:: Required task ::
State how many lines of the records below contain the string "plant", matching case exactly. Give only the number.

:: Source data ::
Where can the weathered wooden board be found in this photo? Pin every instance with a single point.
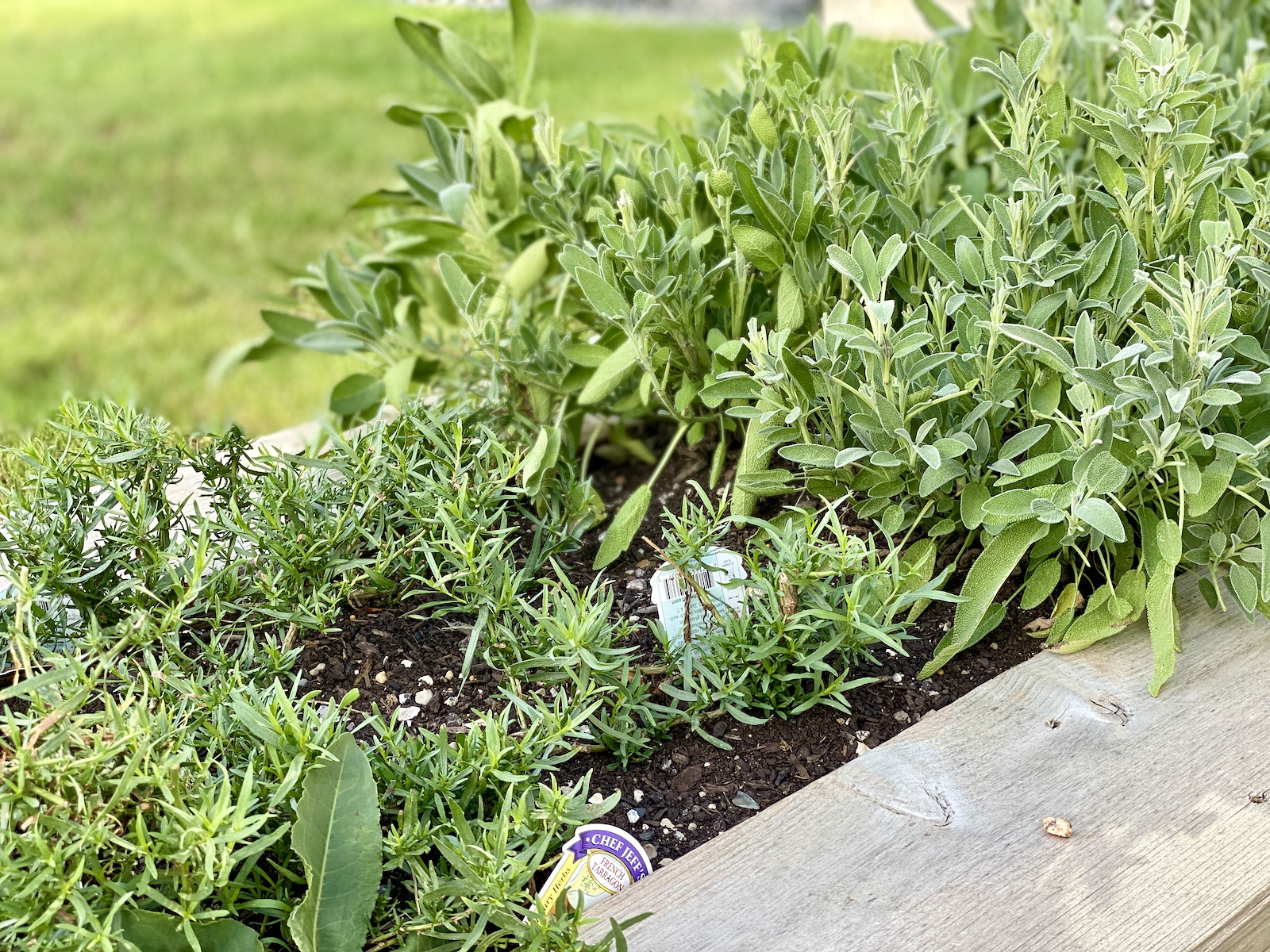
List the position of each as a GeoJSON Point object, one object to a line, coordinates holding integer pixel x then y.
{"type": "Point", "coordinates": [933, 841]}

---

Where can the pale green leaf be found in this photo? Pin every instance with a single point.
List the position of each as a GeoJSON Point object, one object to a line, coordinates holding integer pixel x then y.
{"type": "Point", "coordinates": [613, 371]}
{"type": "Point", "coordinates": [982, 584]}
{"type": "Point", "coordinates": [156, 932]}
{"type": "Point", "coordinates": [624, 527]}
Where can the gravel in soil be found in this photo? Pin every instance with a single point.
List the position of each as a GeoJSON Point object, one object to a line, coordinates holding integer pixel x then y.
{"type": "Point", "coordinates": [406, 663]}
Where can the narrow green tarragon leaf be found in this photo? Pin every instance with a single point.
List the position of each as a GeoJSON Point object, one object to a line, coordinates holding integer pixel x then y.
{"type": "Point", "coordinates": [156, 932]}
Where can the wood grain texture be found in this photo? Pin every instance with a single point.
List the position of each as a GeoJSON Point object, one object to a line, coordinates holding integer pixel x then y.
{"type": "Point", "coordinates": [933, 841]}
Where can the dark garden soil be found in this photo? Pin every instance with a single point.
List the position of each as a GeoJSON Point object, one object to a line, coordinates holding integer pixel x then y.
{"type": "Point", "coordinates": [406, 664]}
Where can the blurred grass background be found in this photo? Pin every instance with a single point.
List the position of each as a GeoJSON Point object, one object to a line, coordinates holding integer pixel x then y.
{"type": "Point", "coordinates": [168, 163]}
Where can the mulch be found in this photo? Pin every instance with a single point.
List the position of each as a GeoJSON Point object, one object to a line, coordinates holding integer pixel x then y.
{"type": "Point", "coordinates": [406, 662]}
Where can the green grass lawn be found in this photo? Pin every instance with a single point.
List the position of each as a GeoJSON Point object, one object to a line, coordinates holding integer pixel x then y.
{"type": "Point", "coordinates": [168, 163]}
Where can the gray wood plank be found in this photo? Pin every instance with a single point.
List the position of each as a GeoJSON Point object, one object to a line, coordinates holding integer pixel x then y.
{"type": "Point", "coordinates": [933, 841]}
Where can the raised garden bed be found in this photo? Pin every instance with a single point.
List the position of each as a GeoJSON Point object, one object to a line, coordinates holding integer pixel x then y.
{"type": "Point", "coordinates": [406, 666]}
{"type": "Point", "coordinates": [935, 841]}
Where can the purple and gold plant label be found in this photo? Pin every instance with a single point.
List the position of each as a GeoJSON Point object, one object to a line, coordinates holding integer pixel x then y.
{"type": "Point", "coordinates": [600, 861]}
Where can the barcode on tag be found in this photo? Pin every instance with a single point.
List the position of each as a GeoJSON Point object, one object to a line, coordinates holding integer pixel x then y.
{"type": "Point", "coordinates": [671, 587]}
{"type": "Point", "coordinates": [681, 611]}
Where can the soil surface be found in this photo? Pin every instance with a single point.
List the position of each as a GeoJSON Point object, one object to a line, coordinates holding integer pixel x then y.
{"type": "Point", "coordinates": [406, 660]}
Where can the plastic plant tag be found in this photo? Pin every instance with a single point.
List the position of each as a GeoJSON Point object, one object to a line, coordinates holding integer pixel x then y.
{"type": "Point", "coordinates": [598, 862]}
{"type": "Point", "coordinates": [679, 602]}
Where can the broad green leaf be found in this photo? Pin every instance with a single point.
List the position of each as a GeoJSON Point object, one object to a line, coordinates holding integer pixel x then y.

:: Task output ::
2